◆ **Data listing**
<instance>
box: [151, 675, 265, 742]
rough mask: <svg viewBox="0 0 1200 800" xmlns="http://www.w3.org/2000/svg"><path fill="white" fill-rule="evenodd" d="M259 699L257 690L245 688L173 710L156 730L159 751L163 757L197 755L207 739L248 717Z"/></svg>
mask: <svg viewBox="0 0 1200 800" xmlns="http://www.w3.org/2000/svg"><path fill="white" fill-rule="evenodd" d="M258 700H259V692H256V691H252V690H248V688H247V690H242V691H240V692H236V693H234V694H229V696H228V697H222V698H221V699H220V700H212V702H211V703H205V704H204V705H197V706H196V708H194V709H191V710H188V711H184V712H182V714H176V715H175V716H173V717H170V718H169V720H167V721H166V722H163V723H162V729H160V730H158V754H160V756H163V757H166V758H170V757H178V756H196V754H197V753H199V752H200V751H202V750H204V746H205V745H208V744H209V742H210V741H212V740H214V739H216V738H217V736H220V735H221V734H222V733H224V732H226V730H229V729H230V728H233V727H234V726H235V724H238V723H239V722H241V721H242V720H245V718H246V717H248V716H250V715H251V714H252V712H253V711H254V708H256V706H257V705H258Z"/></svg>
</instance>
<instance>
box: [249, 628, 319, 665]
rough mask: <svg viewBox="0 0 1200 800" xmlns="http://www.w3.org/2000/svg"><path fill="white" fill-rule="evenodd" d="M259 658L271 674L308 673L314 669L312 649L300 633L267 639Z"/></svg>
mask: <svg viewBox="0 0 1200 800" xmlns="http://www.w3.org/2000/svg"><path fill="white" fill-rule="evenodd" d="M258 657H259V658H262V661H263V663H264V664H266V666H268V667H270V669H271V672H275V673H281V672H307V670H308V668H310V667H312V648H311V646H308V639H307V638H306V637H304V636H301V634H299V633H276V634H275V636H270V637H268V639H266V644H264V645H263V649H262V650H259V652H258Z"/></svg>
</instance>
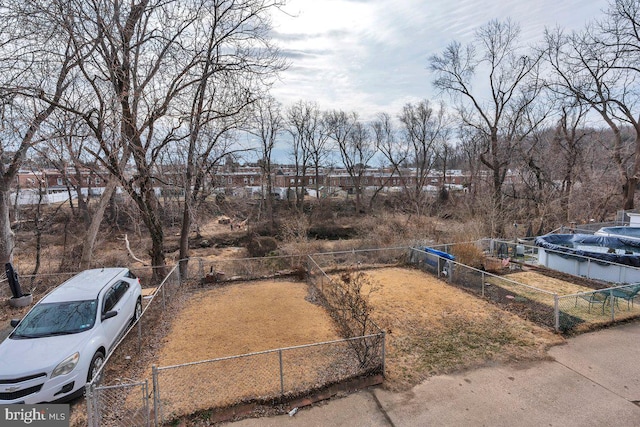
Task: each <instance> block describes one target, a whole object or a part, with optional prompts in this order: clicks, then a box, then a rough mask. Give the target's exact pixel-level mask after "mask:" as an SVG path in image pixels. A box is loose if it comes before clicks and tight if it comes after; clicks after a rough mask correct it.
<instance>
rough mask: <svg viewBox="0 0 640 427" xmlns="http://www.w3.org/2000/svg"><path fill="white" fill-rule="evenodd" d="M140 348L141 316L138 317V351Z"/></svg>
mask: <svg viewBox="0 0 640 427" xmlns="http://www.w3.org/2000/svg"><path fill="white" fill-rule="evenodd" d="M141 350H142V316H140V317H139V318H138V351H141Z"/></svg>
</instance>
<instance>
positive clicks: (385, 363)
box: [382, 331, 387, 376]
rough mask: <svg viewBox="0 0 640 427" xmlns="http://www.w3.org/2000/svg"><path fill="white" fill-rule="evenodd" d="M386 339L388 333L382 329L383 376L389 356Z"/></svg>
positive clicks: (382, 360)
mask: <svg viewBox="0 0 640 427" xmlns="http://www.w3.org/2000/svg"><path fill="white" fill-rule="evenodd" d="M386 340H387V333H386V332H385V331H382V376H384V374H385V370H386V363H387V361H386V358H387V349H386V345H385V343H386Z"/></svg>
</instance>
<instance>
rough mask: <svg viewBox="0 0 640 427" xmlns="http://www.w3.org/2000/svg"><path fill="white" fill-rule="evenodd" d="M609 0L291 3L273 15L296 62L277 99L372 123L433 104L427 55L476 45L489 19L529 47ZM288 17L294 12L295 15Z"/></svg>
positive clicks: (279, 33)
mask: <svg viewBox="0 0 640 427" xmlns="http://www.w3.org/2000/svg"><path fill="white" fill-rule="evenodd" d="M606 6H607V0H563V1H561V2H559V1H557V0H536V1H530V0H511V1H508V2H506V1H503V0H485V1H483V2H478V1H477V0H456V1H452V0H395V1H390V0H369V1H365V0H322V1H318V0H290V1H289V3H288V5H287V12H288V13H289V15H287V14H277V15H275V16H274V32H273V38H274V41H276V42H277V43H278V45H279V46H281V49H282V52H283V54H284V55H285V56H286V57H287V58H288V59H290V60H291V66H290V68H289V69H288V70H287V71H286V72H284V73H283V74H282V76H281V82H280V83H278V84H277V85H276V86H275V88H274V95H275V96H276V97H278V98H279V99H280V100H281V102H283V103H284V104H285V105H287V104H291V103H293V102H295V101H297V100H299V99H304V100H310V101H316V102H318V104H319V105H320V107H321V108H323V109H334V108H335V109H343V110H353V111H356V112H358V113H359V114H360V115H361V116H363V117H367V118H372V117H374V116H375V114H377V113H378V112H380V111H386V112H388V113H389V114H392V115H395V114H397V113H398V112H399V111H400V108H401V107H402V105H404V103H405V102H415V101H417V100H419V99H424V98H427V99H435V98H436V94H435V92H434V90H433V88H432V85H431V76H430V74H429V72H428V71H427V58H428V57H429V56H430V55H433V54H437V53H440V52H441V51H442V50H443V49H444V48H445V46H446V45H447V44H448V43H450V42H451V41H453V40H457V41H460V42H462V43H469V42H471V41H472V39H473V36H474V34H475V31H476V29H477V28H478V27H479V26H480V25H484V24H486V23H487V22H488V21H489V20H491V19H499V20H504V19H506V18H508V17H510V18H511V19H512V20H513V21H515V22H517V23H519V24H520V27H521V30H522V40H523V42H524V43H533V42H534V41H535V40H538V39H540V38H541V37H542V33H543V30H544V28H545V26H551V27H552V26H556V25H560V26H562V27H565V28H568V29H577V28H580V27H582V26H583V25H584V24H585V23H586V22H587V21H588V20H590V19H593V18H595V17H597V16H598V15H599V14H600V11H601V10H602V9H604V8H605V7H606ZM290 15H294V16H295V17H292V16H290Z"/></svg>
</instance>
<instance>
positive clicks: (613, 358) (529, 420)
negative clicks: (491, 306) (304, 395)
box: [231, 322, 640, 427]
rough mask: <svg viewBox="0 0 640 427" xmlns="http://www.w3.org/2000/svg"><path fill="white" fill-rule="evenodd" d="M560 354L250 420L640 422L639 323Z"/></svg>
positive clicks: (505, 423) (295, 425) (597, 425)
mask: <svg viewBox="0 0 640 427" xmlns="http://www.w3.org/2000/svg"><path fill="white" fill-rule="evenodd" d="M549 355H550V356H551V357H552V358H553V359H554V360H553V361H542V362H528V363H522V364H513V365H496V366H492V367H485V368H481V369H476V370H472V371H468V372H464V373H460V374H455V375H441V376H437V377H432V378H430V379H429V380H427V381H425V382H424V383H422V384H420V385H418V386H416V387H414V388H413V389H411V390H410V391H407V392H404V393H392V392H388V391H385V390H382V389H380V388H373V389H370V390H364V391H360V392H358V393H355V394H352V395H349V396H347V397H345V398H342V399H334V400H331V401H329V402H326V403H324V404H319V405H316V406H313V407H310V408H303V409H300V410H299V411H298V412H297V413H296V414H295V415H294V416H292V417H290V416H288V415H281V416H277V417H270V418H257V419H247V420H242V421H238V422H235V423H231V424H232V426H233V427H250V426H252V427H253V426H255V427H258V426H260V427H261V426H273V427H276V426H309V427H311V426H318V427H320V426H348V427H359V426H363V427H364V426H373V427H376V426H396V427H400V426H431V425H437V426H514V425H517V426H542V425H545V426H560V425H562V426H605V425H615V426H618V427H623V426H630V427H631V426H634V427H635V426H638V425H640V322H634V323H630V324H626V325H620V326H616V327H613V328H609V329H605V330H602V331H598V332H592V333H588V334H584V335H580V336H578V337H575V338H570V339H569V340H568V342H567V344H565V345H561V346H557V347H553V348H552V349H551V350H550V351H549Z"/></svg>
==
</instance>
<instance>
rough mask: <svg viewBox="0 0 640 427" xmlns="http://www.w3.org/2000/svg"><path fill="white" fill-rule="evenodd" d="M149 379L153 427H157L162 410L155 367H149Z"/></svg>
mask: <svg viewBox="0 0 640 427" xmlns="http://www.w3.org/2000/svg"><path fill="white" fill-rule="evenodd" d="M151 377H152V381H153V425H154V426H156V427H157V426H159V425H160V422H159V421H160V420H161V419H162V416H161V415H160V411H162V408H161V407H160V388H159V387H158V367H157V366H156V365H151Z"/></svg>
--
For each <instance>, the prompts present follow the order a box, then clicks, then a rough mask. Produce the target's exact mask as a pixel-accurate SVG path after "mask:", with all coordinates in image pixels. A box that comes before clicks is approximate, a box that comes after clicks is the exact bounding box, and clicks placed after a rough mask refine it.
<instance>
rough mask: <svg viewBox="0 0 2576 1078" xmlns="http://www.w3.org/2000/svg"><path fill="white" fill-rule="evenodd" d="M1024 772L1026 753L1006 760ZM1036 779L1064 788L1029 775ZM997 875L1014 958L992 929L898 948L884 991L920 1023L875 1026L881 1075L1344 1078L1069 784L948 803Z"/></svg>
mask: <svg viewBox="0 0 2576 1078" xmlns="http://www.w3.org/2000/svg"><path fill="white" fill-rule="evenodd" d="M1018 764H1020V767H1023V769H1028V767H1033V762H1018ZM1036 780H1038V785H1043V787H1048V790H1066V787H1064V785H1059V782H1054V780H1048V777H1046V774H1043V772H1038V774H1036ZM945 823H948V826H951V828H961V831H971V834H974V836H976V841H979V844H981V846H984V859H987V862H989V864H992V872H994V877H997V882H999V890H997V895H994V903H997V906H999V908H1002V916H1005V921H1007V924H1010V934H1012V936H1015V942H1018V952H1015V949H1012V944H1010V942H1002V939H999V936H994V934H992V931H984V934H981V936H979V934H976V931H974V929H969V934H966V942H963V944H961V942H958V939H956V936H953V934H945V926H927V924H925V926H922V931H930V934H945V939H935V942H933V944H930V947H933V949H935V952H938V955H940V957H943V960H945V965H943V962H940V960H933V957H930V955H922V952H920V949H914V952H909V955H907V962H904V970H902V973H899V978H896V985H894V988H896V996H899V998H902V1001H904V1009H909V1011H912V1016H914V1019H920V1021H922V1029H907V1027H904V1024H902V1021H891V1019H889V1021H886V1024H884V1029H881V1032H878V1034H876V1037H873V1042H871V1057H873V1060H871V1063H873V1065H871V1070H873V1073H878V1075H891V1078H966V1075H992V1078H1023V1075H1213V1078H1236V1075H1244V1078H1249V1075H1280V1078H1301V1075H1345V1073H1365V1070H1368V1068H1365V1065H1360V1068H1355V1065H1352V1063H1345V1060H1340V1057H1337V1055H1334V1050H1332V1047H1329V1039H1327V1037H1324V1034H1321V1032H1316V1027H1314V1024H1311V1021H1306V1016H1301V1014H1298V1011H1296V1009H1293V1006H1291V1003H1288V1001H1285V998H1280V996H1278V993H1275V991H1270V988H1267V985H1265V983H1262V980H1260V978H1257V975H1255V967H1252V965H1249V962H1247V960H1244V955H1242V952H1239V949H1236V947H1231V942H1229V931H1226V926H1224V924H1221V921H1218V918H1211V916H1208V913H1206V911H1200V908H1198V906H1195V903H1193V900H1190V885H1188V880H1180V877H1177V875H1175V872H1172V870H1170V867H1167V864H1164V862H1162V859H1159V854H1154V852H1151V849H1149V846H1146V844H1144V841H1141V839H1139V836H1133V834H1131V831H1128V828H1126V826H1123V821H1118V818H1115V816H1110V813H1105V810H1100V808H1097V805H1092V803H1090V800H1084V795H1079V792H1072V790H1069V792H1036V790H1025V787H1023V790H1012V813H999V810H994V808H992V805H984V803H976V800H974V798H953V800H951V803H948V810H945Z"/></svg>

◆ **Problem to solve**
Filter the data above, keeping every line that contains the word "prompts".

◆ **Answer below**
Task: each <instance> block describes one target, a whole object or a part, with optional prompts in this order: clicks, then a box, then a rough mask. Give the target's exact pixel-level mask after "mask:" as an SVG path in image pixels. A box is loose if it comes before clicks and tight if it comes after; clicks after a rough mask correct it.
For each <instance>, the prompts present follow the order a box, then clicks, then a rough mask. Produce the target's exact mask as a pixel-accurate SVG path after "mask:", with all coordinates in image pixels. A box that comes before clicks is approximate, a box that comes after clicks is the exact bounding box, and clicks placed after a rough mask refine it.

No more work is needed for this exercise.